### Aim:
Return every one of the records below verbatim, keeping each line unchanged and in its original order.

** Start of Material shown **

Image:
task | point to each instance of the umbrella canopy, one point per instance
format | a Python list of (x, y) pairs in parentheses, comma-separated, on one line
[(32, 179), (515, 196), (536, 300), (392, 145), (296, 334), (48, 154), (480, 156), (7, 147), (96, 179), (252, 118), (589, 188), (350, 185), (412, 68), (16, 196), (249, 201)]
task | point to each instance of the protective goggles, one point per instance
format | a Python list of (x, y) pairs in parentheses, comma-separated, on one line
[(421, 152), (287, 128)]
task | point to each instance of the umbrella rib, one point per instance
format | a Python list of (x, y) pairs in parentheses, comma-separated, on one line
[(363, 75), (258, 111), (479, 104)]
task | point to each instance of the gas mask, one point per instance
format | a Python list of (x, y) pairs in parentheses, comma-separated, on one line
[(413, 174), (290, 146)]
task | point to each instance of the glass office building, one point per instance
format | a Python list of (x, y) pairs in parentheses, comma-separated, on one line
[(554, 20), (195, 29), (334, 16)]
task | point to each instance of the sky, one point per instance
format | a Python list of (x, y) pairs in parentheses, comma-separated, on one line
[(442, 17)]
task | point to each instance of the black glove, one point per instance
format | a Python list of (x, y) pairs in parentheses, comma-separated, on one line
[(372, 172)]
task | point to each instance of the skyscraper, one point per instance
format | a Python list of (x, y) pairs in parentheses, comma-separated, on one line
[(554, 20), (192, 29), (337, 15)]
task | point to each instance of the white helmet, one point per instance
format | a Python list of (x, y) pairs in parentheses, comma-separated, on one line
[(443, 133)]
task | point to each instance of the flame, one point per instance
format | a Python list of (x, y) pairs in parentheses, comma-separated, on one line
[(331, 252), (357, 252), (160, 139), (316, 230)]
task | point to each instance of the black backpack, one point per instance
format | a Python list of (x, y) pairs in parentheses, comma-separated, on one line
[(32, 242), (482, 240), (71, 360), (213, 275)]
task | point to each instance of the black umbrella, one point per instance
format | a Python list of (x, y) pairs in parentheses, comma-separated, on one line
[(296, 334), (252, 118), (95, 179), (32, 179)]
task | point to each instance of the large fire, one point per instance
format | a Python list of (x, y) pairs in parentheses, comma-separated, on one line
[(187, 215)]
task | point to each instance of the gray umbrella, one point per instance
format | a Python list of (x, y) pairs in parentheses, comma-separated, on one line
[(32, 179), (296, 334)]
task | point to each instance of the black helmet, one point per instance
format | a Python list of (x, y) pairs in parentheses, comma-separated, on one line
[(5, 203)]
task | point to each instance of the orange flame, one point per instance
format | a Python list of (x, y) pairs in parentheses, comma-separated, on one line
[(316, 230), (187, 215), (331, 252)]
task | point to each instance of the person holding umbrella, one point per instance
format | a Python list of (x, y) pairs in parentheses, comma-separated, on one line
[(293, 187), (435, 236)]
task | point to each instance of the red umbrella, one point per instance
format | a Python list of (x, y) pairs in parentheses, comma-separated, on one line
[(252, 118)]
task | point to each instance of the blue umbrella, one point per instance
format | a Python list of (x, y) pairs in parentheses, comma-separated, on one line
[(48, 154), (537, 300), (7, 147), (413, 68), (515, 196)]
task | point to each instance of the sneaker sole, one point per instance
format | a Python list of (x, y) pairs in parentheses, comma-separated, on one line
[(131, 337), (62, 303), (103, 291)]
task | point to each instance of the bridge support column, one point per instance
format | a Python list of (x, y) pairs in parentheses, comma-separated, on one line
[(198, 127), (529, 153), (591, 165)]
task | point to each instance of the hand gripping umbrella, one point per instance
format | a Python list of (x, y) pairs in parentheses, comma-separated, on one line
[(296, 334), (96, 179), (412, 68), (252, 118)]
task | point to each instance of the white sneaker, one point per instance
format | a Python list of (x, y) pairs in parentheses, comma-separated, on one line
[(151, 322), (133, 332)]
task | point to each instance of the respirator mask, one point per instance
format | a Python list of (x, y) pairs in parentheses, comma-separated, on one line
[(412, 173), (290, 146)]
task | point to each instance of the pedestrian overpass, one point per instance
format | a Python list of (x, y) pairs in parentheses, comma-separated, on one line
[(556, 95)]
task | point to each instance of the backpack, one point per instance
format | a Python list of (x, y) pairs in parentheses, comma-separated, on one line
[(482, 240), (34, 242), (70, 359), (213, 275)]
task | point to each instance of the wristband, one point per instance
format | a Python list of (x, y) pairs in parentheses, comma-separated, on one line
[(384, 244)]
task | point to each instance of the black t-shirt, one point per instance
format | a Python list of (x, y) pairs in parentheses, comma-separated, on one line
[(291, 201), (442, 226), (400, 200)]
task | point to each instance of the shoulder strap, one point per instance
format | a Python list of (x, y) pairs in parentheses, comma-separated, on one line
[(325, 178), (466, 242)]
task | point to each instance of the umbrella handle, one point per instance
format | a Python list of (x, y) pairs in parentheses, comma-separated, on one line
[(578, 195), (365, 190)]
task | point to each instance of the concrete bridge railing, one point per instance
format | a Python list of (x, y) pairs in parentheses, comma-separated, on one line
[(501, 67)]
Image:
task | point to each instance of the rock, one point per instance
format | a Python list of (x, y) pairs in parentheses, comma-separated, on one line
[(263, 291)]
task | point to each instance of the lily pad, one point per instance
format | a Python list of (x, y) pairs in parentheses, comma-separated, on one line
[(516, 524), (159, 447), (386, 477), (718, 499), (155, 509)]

** End of Material shown **

### Result for this exercise:
Image:
task | point to each instance of the umbrella canopy, one point per instance
format | a Python list of (x, y) pairs in parentheses, comma-separated, on one line
[(32, 179), (515, 196), (536, 300), (392, 145), (296, 334), (48, 154), (480, 156), (7, 147), (96, 179), (252, 118), (589, 188), (350, 185), (412, 68), (16, 196), (249, 201)]
task | point to each instance of the protective goggles, one point per instance
format | a Python list of (x, y) pairs in parentheses, comma-separated, on one line
[(421, 152), (287, 128)]
task | point to each instance of the umbrella rib, one point per instance
format | a Python list of (x, y) pairs in parentheses, comma-separated, on one line
[(363, 75), (258, 111), (479, 104)]
task | point to each instance of the gas mask, one point per instance
format | a Python list of (x, y) pairs in parentheses, comma-separated, on one line
[(413, 174), (290, 146)]
task | point to each instance of the glass office building, one point per instance
format | a Python list of (x, y) pairs in parentheses, comma-separated, on one line
[(554, 20), (195, 29), (334, 16)]
task | point to each instance of the sky, one point per instance
format | a Python list of (x, y) pairs in parentheses, comma-separated, on one line
[(442, 17)]
task | point to each instance of the black glove, one point per instance
format | a Python list of (x, y) pairs in parentheses, comma-separated, on one line
[(372, 172)]
task | point to each instance of the skyscraper, one point per instance
format | a Python list of (x, y) pairs in parentheses, comma-separated, on one line
[(554, 20), (192, 29), (337, 15)]
task | point to each instance of the white helmet, one point per instance
format | a Python list of (x, y) pairs in parentheses, comma-separated, on one line
[(443, 133)]
task | point to each instance of the flame, one point per instance
format | a Python list of (x, y) pairs in parentheses, comma-separated, on one line
[(331, 252), (357, 252), (160, 139), (316, 230)]
task | point to each instance of the black backpack, one point per instance
format | a Python list of (x, y) pairs in parentheses, comma-separated, on one line
[(32, 242), (482, 240), (71, 360), (213, 275)]
task | point to each instance of the black umbrella, one point per instance
format | a Python list of (x, y) pairs in parentheses, comma-separated, on one line
[(296, 334), (252, 118), (95, 179), (32, 179)]
task | point to each instance of the large fire, one point per instance
format | a Python list of (x, y) pairs in parentheses, comma-separated, on one line
[(187, 215)]
task | point to each instance of the gray umbrella, one point per instance
format | a Python list of (x, y) pairs in parentheses, comma-separated, on one line
[(32, 179), (296, 334)]
task | point to each instance of the black helmet, one point per instance
format | a Python list of (x, y) pairs in parentheses, comma-separated, on one line
[(5, 203)]
task | point to each instance of the orange flame, one point per instance
format | a Python list of (x, y) pairs in parentheses, comma-separated, on one line
[(316, 230), (187, 215), (331, 252)]
task | point to each instance of the person holding umbrella, one point per instance
format | a Python list of (x, y) pairs in parentheses, comma-separated, on one line
[(293, 187), (435, 236)]
task | point to each instance of the red umbrella, one point per instance
format | a Python list of (x, y) pairs in parentheses, comma-separated, on one line
[(252, 118)]
task | point to each instance of the blue umbrella, one point per instance
format | a Python list of (x, y) pairs in parentheses, comma-separated, on one line
[(48, 154), (537, 300), (7, 147), (413, 68), (515, 196)]
task | point to each instance of the sneaker sole, one point per instance
format | a Python list of (x, y) pairs in parentheses, comma-separated, on one line
[(131, 337), (62, 303), (103, 291)]
task | point to each instance of the bridge support column, one point per instance
format | a Python list of (x, y) pairs in parentheses, comma-separated, on one line
[(198, 127), (529, 153), (591, 165)]
task | point to each instance of the hand gripping umbrella, one point per instance
format | a Python list of (x, y) pairs in parentheses, comma-separated, on one line
[(296, 334), (96, 179), (412, 68), (252, 118)]
task | point to each instance of the white sneaker, one point per instance
format | a Python list of (x, y) pairs in parentheses, comma-separated, on one line
[(151, 322), (133, 332)]
task | point to each instance of the respirator mask, one point per instance
format | a Python list of (x, y) pairs in parentheses, comma-separated, on one line
[(412, 173), (290, 146)]
task | point to each instance of the pedestrian overpass, one point per instance
format | a Python list of (x, y) pairs in parentheses, comma-separated, on one line
[(556, 95)]
task | point to each instance of the backpack, one point per instance
format | a Python list of (x, y) pairs in parentheses, comma-separated, on one line
[(482, 240), (34, 242), (70, 359), (213, 275)]
task | point to each instance of the wristband, one point per instance
format | a Python list of (x, y) pairs in parentheses, comma-separated, on one line
[(384, 244)]
task | point to each instance of the black t-shirt, one point per instance
format | a Python list of (x, y) pairs in parentheses, comma-separated, on one line
[(291, 201), (442, 226), (400, 200)]
task | point to each instance of the shoulder strap, one point per instance
format | a Python list of (x, y) pairs in parentheses, comma-separated, on one line
[(325, 178), (466, 242)]
task | point to each instance of the umbrella handle, one point per instance
format | a Python list of (x, y) pairs in parentheses, comma-separated, on one line
[(578, 195), (365, 190)]
task | point to each instance of the concrete bridge railing, one point per instance
format | a Python list of (x, y) pairs in parentheses, comma-separated, on one line
[(501, 67)]
Image:
task | point to each instance of the rock, one point per instance
format | a Python list of (x, y) pairs in parentheses, comma-separated, on one line
[(263, 291)]
task | point to each instance of the lily pad, one point per instance
format | a Python list of (x, y) pairs in parentheses, comma-separated, on one line
[(516, 524), (159, 447), (386, 477), (718, 499), (155, 509)]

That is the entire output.